- _What is needed_: Copy the lines below exactly as they appear, leaving out the pictures.

# Start of The data

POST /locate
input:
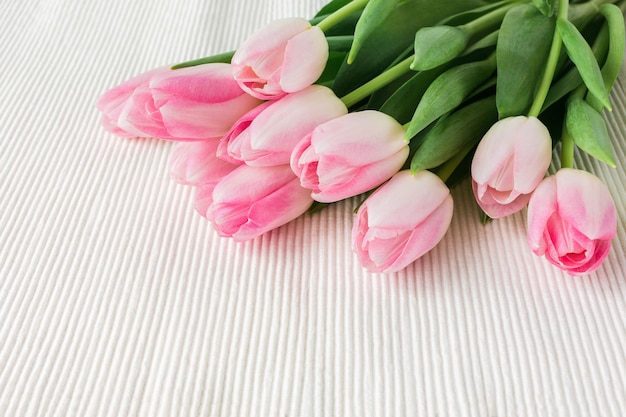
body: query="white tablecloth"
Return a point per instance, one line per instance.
(117, 299)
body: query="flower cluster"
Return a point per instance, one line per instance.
(391, 102)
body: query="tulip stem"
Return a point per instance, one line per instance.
(553, 60)
(446, 170)
(378, 82)
(567, 149)
(341, 14)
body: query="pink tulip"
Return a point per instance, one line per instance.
(283, 57)
(350, 155)
(571, 221)
(196, 163)
(194, 103)
(267, 134)
(253, 200)
(113, 102)
(401, 221)
(509, 163)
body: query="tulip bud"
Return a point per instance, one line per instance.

# End of The data

- _Result of the exercise_:
POST /locate
input:
body: query="white tablecloth"
Return a point per instance, one line per instance.
(117, 299)
body: query="flower cluster"
Return a point per instance, one line per instance.
(391, 102)
body: query="tulip stem"
Return a point per instance, one line per instance.
(553, 60)
(446, 170)
(378, 82)
(567, 149)
(341, 14)
body: query="pink tulip"
Return a point per instance, one line per instance.
(283, 57)
(350, 155)
(571, 221)
(196, 163)
(194, 103)
(267, 134)
(253, 200)
(113, 102)
(401, 221)
(509, 163)
body: query="tulip bud"
Return a point per instance, one line per instance.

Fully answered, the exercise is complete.